**Dataset content:**
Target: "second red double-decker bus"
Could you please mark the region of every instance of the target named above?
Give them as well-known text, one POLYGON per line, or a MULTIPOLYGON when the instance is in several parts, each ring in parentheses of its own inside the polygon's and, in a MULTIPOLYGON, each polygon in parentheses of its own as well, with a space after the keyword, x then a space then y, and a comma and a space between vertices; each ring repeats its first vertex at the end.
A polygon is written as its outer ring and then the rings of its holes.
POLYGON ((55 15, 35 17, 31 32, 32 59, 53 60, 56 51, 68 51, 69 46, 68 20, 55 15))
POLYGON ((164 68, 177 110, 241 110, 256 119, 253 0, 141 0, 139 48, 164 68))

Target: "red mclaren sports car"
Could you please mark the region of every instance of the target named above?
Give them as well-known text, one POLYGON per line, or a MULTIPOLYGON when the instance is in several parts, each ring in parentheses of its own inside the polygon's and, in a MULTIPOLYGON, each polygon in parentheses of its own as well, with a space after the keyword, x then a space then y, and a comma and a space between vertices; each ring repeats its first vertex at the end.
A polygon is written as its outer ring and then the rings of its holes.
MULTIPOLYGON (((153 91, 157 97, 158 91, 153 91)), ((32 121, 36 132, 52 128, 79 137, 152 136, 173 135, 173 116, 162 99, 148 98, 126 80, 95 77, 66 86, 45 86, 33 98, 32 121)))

**Task details:** Rewrite the listing, replacing each "well-known text" with "WKT notation" and leaving everything else unchanged.

**Exercise response:**
Target: "second red double-decker bus"
Could you please mark the region of every instance of the target named above?
Give them as WKT notation, one POLYGON per line, or a MULTIPOLYGON when the instance is in several parts, each ring in parentheses of its own inside the polygon's and, in a MULTIPOLYGON, each polygon in parentheses of its own as well, with a space after the keyword, x then a space then y, and a comma and a space between vertices; each ring repeats its first vertex at the end.
A polygon is written as its outer ring and then the rings of its holes.
POLYGON ((55 15, 35 17, 31 32, 32 59, 53 60, 56 51, 68 51, 69 46, 68 20, 55 15))
POLYGON ((164 68, 177 110, 241 110, 256 119, 253 0, 141 0, 139 48, 164 68))

Target: "red mclaren sports car"
Could you please mark the region of every instance of the target named above?
Give them as WKT notation, one POLYGON per line, or a MULTIPOLYGON when the instance is in several parts, each ring in parentheses of its own inside the polygon's and, in a MULTIPOLYGON, each polygon in parentheses of its own as well, with a space after the keyword, x then a space then y, and a comma and a space between vertices; each ring repeats its first vertex at the end.
A polygon is written as its outer ring and then the rings of its holes.
MULTIPOLYGON (((153 91, 157 97, 158 91, 153 91)), ((32 121, 36 132, 52 128, 79 137, 152 136, 173 135, 173 116, 162 99, 148 98, 126 80, 95 77, 66 86, 45 86, 33 98, 32 121)))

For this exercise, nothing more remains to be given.